>> start TEXT

Mr. Ainsworth: We have simplified the process and yet the Opposition want to elevate the matter, right from the start, to the High Court. They would even have a High Court judge deciding whether the person brought before them was the right one. It gets even more absurd. Currently about 30 per cent. of fugitives consent to their extradition. The Opposition amendments want to make it certain that they can do that only in front of a High Court judge, taking up High Court time even when there is no dispute.

The Bill makes it clear what the judge must consider before he consents to extradition. If the request falls foul of any of the bars to extradition, it must be refused. If the judge decides that there is a risk that the person's human rights could be breached, extradition must be refused. The criteria to be considered are clear and would be the same whether a High Court judge or district judge were considering them.

Terrorist crimes are obviously serious matters but district judges at Bow street magistrates court have dealt with them for a long time. I am confident that they will be able to continue to do so. Their decisions can be challenged in the High Court and, with permission, in the House of Lords.

As I said, there are flaws in the current extradition system but I do not believe that the seniority of the judges that deal with them is as big an issue or that there is any justification for the amendments. I ask the Committee to reject them.

>> end TEXT

§ WRITTEN PROBLEM 1
Answer these questions from the extradition speech:
(a) Roughly what share of fugitives currently consent to their extradition?
(b) At which court have district judges long dealt with terrorist crimes?
(c) Where can the decisions of those district judges be challenged?
§ WRITTEN PROBLEM 2
Copy from the extradition speech the part that opens with the words containing "The Bill makes" and closes with "House of Lords.".
§ WRITTEN PROBLEM 3
Proceed with the extradition speech, continuing it from where it stops.
The rows are separate material and have no connection to the extradition speech.

>> start GIVEN ENTRIES

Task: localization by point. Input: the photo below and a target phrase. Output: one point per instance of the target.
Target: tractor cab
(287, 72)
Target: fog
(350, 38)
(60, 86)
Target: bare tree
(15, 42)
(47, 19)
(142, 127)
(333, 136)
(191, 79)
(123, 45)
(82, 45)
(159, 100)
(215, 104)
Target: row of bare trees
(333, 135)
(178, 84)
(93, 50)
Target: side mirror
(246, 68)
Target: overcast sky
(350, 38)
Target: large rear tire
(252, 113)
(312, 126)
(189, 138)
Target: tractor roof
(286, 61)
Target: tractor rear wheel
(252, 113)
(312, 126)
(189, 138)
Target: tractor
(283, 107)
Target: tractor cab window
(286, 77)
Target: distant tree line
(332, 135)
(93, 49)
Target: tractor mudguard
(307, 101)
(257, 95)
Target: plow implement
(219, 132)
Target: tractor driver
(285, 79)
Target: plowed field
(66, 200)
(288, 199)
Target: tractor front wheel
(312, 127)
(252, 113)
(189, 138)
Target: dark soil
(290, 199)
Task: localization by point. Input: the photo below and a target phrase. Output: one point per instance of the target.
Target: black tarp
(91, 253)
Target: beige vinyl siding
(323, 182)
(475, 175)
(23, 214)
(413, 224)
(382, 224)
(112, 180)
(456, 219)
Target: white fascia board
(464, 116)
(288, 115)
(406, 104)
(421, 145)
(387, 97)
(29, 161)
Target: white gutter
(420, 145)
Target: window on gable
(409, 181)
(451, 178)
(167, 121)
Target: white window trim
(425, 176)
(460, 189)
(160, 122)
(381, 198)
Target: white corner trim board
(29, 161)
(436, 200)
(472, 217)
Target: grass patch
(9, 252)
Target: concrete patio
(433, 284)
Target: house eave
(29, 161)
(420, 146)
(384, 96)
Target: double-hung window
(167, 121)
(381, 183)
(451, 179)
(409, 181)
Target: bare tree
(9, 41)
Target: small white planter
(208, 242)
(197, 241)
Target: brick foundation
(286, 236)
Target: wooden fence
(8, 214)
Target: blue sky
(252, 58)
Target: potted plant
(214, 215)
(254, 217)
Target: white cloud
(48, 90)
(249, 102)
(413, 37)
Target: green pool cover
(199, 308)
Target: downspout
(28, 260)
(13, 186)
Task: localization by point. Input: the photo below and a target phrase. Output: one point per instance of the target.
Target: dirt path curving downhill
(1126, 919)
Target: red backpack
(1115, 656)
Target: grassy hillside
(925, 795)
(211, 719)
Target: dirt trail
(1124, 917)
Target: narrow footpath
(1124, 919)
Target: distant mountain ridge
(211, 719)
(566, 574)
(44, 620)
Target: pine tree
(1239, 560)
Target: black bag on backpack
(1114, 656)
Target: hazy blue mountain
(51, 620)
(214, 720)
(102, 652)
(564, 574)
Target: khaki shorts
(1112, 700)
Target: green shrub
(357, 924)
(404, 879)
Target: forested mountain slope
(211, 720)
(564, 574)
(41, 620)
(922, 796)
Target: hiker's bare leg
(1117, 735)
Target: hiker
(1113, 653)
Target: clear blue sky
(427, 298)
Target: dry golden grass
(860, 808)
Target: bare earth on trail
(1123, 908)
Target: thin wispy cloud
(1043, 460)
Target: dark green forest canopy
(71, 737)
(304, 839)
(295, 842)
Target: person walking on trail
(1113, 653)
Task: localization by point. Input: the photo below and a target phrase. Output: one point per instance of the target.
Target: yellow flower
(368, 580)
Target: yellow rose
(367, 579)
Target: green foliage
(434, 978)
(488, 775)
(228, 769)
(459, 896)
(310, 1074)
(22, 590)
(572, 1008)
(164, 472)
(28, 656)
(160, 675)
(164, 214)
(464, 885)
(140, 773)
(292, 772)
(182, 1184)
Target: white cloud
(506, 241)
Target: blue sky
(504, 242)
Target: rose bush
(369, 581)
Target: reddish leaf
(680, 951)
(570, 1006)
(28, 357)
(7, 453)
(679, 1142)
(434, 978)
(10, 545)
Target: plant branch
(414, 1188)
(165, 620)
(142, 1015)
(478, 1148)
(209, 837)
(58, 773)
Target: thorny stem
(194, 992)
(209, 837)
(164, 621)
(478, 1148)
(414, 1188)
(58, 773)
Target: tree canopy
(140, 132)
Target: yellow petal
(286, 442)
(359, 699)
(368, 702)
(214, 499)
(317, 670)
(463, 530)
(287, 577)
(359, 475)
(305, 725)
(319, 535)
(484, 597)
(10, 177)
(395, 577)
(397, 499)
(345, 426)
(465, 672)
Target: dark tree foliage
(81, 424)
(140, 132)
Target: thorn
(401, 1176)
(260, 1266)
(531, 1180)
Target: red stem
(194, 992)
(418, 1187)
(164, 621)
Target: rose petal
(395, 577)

>> end GIVEN ENTRIES

§ OUTPUT 1
(a) About 30 per cent.
(b) Bow street magistrates court.
(c) In the High Court and, with permission, in the House of Lords.

§ OUTPUT 2
The Bill makes it clear what the judge must consider before he consents to extradition. If the request falls foul of any of the bars to extradition, it must be refused. If the judge decides that there is a risk that the person's human rights could be breached, extradition must be refused. The criteria to be considered are clear and would be the same whether a High Court judge or district judge were considering them.

Terrorist crimes are obviously serious matters but district judges at Bow street magistrates court have dealt with them for a long time. I am confident that they will be able to continue to do so. Their decisions can be challenged in the High Court and, with permission, in the House of Lords.

§ OUTPUT 3
Mr. Hawkins: I did not expect the Minister suddenly to agree to our proposals, but I remind him that we are talking about a new kind of procedure. The European arrest warrant is a major departure. We are talking about a small number of requests each year. It seems appropriate, particularly when some of the problems of extradition cases have taken up the time of the superior courts—we talked this morning about the Pinochet case having to go up to the House of Lords not once but twice—and when we are talking about a massive extension in the law and erosion of our civil liberties, that a High Court judge should consider these matters.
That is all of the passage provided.